= What you need to do =
Copy out all of the data below exactly, so that no word differs from the original.

= Entries taken from a collection =
━━━━━━━━━━

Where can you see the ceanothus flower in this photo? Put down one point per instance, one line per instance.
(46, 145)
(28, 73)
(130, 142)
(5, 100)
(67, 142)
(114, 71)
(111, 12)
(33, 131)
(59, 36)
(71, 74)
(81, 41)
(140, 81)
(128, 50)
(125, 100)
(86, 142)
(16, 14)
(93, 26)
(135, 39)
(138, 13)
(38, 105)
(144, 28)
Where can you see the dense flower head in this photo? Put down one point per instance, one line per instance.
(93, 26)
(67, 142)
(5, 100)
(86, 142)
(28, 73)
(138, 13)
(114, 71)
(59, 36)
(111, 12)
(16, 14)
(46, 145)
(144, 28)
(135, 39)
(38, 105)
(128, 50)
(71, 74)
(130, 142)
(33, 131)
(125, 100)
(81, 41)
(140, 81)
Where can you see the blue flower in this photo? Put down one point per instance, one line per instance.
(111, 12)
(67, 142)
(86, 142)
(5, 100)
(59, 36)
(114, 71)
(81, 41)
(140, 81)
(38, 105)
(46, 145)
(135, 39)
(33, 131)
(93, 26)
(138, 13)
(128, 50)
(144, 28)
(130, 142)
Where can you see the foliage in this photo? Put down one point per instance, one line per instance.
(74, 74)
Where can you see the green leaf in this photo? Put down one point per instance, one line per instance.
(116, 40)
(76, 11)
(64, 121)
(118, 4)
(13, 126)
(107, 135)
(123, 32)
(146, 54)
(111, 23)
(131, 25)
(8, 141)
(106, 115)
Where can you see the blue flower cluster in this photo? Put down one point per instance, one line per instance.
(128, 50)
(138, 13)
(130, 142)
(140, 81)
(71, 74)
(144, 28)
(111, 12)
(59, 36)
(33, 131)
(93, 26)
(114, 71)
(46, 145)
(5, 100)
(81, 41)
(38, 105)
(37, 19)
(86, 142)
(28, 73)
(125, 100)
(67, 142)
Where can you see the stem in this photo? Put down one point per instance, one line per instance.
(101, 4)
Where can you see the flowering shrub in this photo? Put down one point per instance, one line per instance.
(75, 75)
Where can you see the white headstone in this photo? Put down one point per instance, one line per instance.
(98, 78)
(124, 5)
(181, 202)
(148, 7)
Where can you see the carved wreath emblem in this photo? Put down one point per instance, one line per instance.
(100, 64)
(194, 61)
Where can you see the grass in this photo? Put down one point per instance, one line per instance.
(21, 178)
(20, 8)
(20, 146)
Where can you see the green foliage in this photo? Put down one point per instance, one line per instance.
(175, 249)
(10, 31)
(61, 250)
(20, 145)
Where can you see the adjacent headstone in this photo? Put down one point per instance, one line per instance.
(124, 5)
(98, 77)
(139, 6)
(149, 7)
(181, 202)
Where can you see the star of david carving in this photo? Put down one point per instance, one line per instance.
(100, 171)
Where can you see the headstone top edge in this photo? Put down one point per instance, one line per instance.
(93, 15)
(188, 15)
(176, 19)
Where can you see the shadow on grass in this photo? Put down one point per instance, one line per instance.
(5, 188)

━━━━━━━━━━

= Reply =
Where can you see the ceanothus flower in this photo? Put down one point per instance, one line per instance.
(46, 145)
(28, 73)
(130, 142)
(5, 100)
(67, 142)
(114, 71)
(111, 12)
(33, 131)
(59, 36)
(71, 74)
(81, 41)
(140, 81)
(128, 50)
(125, 100)
(86, 142)
(16, 14)
(93, 26)
(135, 39)
(138, 13)
(38, 105)
(144, 28)
Where can you see the dense flower head in this photo? Put down one point per instance, one line per instance.
(93, 26)
(67, 142)
(5, 100)
(86, 142)
(28, 73)
(138, 13)
(114, 71)
(59, 36)
(111, 12)
(16, 14)
(46, 145)
(144, 28)
(135, 39)
(38, 105)
(128, 50)
(71, 74)
(130, 142)
(33, 131)
(125, 100)
(81, 41)
(140, 81)
Where can you see the blue flower in this photo? Put down one point per instance, one line per instance.
(111, 12)
(67, 142)
(86, 142)
(5, 100)
(59, 36)
(114, 71)
(81, 41)
(140, 81)
(38, 105)
(46, 145)
(135, 39)
(33, 131)
(93, 26)
(138, 13)
(128, 50)
(144, 28)
(130, 142)
Where can you see the foliage in this photo? Put down one point per instance, one line per instance.
(74, 74)
Where can you see the green leaf in this photo? Put down one point per instance, one line per instance.
(116, 40)
(76, 11)
(64, 121)
(118, 4)
(13, 126)
(107, 135)
(123, 32)
(146, 54)
(111, 23)
(131, 25)
(8, 141)
(106, 115)
Where can you see the blue flower cluster in this photo? Put down one point per instance, one line per instance.
(128, 50)
(138, 13)
(130, 142)
(140, 81)
(71, 74)
(144, 28)
(111, 12)
(59, 36)
(33, 131)
(93, 26)
(114, 71)
(46, 145)
(5, 100)
(81, 41)
(38, 105)
(37, 19)
(86, 142)
(28, 73)
(125, 100)
(67, 142)
Where can you see the stem in this photo? Put down one point per instance, one line per instance.
(101, 4)
Where can you see the flowering shrub in this photo? Put down one point per instance, one line per instance.
(75, 75)
Where can you see the white headstone in this photo? Put down one point per instance, one line per instance.
(98, 78)
(124, 5)
(181, 202)
(148, 7)
Where can you see the carved wreath emblem in this photo? Put down one point per instance, one line per instance.
(100, 64)
(194, 61)
Where can you see the grass in this photo? Put down one point per instance, one line per instance.
(21, 178)
(20, 8)
(20, 146)
Where can you see the green foliage in this photo? Put down one point per instance, one line per instance.
(175, 249)
(10, 31)
(61, 250)
(20, 145)
Where can you see the adjacent headstone in this photo? Put down one point per instance, one line per instance.
(124, 5)
(98, 77)
(139, 6)
(149, 7)
(181, 202)
Where can you see the star of david carving in this photo? Put down one point per instance, one line per instance.
(100, 171)
Where can you see the headstone top edge in this photo? Put down one point per instance, one line per instance.
(93, 15)
(188, 15)
(176, 19)
Where can you see the shadow on grass in this photo? Put down one point per instance, one line per instance.
(5, 188)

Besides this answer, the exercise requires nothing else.